Task to carry out:
Leave out the pictures and print precisely the lines from the line with "Target: sky" to the final line of the entries, both ends included.

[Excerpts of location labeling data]

▶

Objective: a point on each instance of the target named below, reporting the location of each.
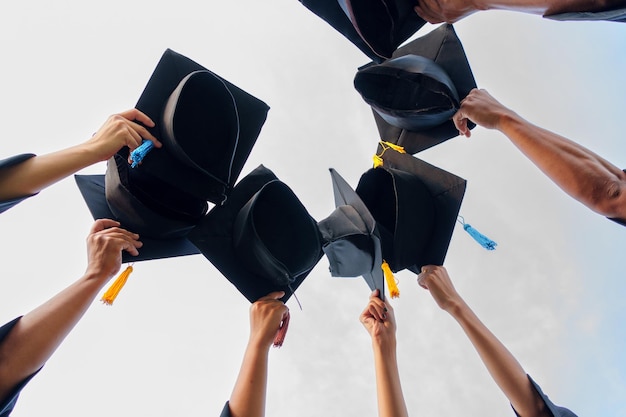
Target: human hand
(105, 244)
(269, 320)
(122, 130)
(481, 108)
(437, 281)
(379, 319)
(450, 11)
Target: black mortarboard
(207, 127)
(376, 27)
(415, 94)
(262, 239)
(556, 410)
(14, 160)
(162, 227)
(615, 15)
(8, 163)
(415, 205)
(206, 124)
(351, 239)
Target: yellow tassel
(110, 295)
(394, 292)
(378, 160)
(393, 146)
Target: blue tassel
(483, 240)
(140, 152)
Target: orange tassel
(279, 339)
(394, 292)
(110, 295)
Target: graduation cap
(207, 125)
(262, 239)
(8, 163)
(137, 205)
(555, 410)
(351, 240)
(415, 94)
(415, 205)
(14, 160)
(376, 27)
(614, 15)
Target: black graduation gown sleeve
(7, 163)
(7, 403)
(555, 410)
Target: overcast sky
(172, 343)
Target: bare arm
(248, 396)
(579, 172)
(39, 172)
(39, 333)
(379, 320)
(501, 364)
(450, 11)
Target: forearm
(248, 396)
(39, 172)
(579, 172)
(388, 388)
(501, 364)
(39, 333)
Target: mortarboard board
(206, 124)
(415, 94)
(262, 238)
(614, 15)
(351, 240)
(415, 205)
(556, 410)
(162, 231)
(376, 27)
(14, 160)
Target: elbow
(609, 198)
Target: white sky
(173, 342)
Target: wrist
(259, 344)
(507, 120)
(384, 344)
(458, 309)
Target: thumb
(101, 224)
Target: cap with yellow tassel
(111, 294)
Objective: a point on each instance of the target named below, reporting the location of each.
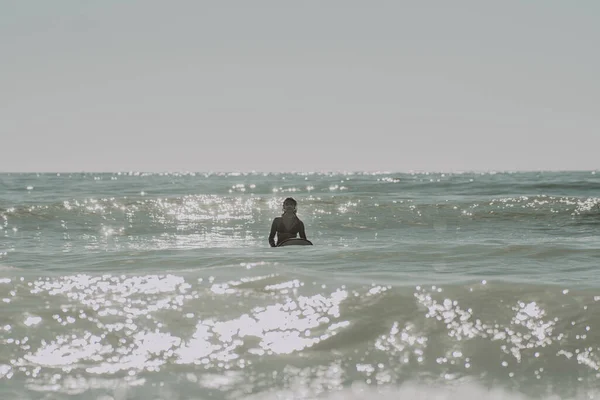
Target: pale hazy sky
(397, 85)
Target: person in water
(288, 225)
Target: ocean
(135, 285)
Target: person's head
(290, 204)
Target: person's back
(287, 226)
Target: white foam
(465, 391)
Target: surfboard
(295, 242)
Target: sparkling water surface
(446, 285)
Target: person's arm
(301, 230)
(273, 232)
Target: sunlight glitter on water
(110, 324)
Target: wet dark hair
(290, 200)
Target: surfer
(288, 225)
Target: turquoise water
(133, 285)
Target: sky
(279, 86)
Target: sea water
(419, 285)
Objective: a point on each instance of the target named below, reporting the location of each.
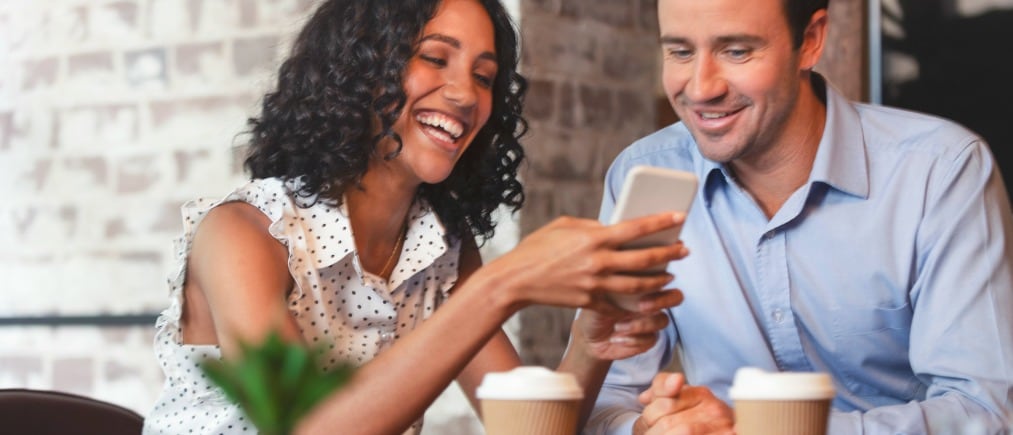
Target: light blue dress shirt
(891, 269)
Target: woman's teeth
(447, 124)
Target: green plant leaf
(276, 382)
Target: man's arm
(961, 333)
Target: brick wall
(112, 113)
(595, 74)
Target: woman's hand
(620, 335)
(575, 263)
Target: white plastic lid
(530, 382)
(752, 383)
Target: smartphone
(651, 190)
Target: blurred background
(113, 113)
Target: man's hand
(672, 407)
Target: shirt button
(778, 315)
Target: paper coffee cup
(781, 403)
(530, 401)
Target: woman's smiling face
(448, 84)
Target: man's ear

◀

Task solution:
Target: sky
(279, 86)
Target: sea water
(419, 285)
Objective: a point on each instance of the target named below, reporting the location of each.
Target: light blue dress shirt
(891, 269)
Target: woman's teeth
(447, 124)
Target: green plant leaf
(276, 382)
Target: man's arm
(961, 333)
Target: brick wall
(112, 113)
(595, 74)
Target: woman's hand
(620, 335)
(575, 263)
Target: white plastic lid
(530, 382)
(752, 383)
Target: smartphone
(651, 190)
Target: blurred background
(113, 113)
Target: man's hand
(672, 407)
Target: shirt button
(778, 315)
Target: paper coffee cup
(781, 403)
(530, 401)
Target: woman's smiling face
(448, 84)
Target: man's ear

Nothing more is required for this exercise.